Top of Exercise materials
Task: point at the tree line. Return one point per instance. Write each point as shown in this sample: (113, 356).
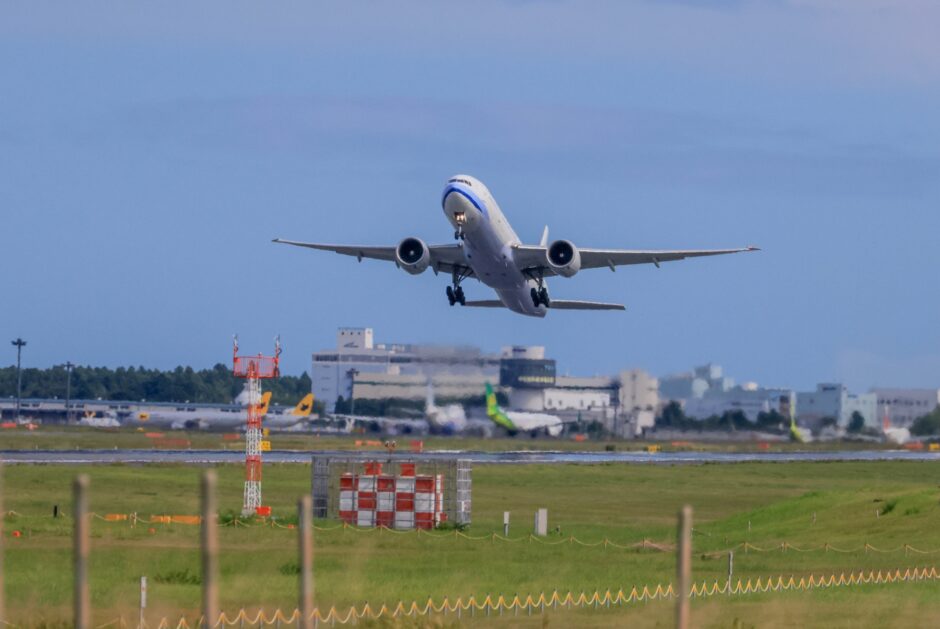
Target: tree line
(183, 384)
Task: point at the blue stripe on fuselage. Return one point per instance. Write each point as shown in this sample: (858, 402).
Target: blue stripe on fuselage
(474, 199)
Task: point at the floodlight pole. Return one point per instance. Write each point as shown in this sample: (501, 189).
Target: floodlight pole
(20, 344)
(68, 392)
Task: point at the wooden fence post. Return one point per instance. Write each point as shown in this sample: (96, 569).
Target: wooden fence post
(684, 567)
(2, 600)
(80, 545)
(210, 549)
(305, 540)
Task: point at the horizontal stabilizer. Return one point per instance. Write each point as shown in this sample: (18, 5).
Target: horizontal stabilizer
(485, 303)
(557, 304)
(570, 304)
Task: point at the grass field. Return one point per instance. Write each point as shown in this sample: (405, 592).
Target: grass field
(54, 437)
(885, 504)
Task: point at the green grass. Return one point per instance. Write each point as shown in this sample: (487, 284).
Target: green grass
(760, 503)
(53, 437)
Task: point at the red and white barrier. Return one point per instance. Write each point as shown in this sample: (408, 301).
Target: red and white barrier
(407, 501)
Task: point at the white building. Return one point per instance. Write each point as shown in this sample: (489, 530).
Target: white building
(748, 399)
(835, 401)
(694, 384)
(356, 354)
(903, 406)
(639, 402)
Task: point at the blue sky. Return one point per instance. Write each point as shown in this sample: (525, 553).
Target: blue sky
(149, 154)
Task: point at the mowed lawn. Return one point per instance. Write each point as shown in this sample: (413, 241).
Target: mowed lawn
(884, 504)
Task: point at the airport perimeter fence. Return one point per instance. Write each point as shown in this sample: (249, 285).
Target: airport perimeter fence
(134, 519)
(489, 605)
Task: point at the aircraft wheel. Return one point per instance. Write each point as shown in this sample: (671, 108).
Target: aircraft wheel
(543, 297)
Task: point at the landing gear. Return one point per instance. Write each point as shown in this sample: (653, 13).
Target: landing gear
(456, 296)
(540, 297)
(455, 291)
(540, 294)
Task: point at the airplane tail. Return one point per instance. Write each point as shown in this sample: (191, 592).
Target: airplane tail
(304, 406)
(429, 404)
(265, 402)
(492, 408)
(795, 433)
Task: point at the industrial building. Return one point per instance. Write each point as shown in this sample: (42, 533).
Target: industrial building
(833, 400)
(360, 368)
(903, 406)
(393, 368)
(749, 399)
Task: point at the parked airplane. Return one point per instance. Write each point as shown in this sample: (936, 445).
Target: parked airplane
(449, 419)
(489, 250)
(224, 419)
(894, 434)
(519, 421)
(798, 434)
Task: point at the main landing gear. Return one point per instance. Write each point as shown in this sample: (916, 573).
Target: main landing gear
(455, 291)
(540, 296)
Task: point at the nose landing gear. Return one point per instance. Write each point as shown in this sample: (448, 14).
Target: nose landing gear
(540, 296)
(456, 296)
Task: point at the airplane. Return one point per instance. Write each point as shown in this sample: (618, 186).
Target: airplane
(894, 434)
(798, 434)
(489, 250)
(449, 419)
(519, 421)
(208, 419)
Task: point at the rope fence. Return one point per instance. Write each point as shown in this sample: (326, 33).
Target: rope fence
(529, 604)
(646, 544)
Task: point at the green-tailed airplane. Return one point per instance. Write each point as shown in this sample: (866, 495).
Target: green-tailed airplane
(519, 421)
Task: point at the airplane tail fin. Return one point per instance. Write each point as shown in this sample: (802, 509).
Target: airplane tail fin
(491, 406)
(304, 406)
(265, 402)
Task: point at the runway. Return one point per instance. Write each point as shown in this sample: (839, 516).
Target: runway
(105, 457)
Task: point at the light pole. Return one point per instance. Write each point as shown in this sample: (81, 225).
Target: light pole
(20, 344)
(68, 391)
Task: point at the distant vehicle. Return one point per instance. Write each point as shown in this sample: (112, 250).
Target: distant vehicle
(489, 250)
(520, 421)
(224, 419)
(449, 419)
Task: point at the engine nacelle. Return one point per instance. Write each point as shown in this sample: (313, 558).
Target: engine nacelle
(563, 258)
(413, 255)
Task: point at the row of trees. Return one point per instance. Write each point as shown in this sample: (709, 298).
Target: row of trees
(214, 385)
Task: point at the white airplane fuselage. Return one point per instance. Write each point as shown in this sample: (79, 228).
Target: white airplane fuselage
(488, 241)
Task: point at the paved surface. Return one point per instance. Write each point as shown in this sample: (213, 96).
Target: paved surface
(89, 457)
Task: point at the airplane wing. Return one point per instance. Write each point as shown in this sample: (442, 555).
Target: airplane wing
(532, 257)
(445, 258)
(557, 304)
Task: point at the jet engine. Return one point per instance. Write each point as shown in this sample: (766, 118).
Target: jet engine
(563, 258)
(413, 255)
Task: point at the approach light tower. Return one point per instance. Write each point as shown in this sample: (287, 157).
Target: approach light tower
(254, 368)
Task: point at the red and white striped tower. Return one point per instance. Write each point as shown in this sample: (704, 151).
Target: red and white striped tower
(254, 368)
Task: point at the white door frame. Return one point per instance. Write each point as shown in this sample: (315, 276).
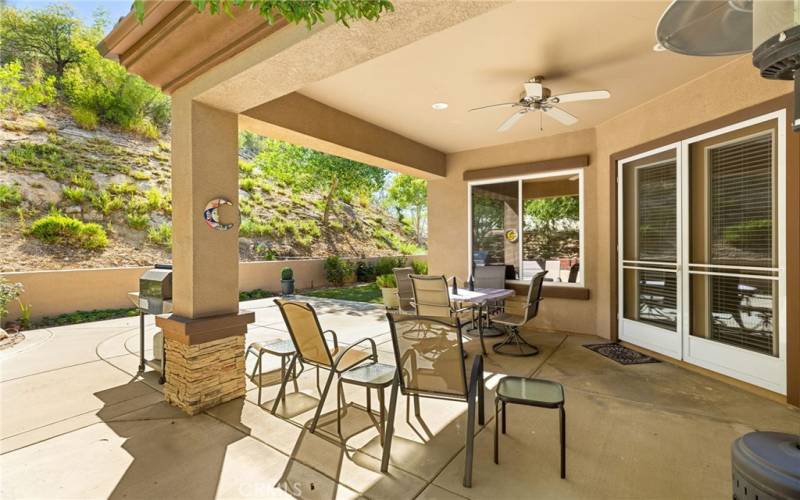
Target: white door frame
(649, 336)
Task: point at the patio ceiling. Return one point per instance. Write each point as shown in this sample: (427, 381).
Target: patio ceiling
(575, 45)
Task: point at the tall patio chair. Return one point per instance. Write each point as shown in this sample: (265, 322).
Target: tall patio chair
(405, 290)
(312, 347)
(426, 370)
(514, 344)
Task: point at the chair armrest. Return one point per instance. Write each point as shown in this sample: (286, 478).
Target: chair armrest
(335, 338)
(374, 355)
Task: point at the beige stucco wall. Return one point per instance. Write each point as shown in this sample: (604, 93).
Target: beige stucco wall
(730, 88)
(57, 292)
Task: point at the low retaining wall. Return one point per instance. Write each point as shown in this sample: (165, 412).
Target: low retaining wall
(57, 292)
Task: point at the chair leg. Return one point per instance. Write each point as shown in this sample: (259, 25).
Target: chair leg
(563, 434)
(470, 440)
(387, 444)
(282, 391)
(496, 431)
(322, 401)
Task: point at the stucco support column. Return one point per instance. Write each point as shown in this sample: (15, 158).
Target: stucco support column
(204, 337)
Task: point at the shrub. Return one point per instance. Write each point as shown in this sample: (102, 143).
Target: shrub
(62, 230)
(386, 265)
(386, 281)
(19, 94)
(9, 196)
(160, 235)
(419, 266)
(337, 270)
(84, 118)
(137, 221)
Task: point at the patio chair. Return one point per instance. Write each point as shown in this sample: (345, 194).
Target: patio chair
(312, 348)
(441, 376)
(405, 290)
(514, 344)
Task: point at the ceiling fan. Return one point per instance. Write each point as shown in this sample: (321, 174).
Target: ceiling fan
(537, 97)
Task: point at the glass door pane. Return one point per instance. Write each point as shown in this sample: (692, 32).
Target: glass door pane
(495, 225)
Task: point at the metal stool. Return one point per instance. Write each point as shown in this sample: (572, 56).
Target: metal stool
(282, 348)
(530, 392)
(376, 376)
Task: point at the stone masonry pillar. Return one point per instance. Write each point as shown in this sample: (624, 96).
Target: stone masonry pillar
(204, 337)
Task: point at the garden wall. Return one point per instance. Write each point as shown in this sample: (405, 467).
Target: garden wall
(57, 292)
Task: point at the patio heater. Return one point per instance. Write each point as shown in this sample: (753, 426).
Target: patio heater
(765, 465)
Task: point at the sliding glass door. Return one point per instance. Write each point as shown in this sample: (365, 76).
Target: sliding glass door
(701, 251)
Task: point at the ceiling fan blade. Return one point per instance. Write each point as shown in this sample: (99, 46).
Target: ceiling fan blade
(502, 104)
(591, 95)
(506, 125)
(534, 89)
(561, 116)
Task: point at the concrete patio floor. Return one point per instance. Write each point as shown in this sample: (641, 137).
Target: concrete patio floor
(76, 424)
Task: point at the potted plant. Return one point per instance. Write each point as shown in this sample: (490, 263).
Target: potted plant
(388, 286)
(287, 281)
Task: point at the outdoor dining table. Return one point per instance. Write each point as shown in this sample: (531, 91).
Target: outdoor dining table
(477, 299)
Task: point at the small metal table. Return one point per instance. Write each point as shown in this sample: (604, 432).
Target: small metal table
(278, 347)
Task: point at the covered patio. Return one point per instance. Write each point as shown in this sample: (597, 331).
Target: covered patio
(78, 424)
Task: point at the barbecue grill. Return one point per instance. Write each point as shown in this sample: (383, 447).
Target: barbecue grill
(154, 297)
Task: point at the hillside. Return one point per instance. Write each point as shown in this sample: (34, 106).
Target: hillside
(121, 182)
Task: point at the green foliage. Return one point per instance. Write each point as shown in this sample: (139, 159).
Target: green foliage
(309, 12)
(386, 281)
(255, 294)
(8, 293)
(85, 118)
(386, 265)
(19, 93)
(337, 270)
(160, 235)
(77, 317)
(9, 196)
(420, 267)
(62, 230)
(137, 221)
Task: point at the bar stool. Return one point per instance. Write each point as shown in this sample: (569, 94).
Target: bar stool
(529, 392)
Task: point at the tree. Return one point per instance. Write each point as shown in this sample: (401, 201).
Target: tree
(46, 36)
(295, 11)
(411, 194)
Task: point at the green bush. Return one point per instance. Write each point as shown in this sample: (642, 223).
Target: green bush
(9, 196)
(337, 270)
(62, 230)
(137, 221)
(386, 265)
(19, 93)
(160, 235)
(386, 281)
(420, 267)
(84, 118)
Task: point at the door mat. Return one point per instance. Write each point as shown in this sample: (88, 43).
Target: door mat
(621, 354)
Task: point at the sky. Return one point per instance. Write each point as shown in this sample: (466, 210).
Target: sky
(83, 8)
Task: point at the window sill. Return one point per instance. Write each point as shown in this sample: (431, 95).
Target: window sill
(552, 290)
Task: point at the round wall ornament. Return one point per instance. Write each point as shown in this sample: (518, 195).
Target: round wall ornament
(211, 214)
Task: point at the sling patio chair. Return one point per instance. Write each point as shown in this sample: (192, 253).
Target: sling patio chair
(514, 344)
(312, 348)
(405, 291)
(426, 370)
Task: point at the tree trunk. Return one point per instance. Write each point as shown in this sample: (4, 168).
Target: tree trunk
(329, 201)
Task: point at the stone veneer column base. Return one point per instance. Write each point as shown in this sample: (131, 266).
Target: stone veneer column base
(204, 375)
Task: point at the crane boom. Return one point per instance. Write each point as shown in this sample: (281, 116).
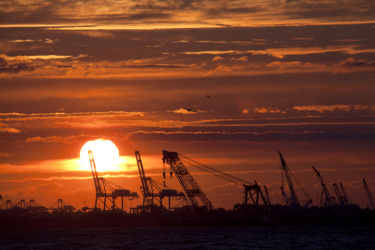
Bottom of Exercise materials
### Problem requirements
Leave out each picture and extract the lines from the one containing "Task: point at the tree trunk." through the end of the records above, inclusive, exactly as they stand.

### Output for this exercise
Task: point at the tree trunk. Return one point per instance. Write each point as shown in this sample: (4, 168).
Target: tree trunk
(329, 201)
Task: point at the stone veneer column base. Return one point per instance. Write each point as shown in this sample: (131, 266).
Target: stone veneer column base
(204, 375)
Task: point at the crane boom. Return one point per instance. Write each point as shown in this sample: (281, 116).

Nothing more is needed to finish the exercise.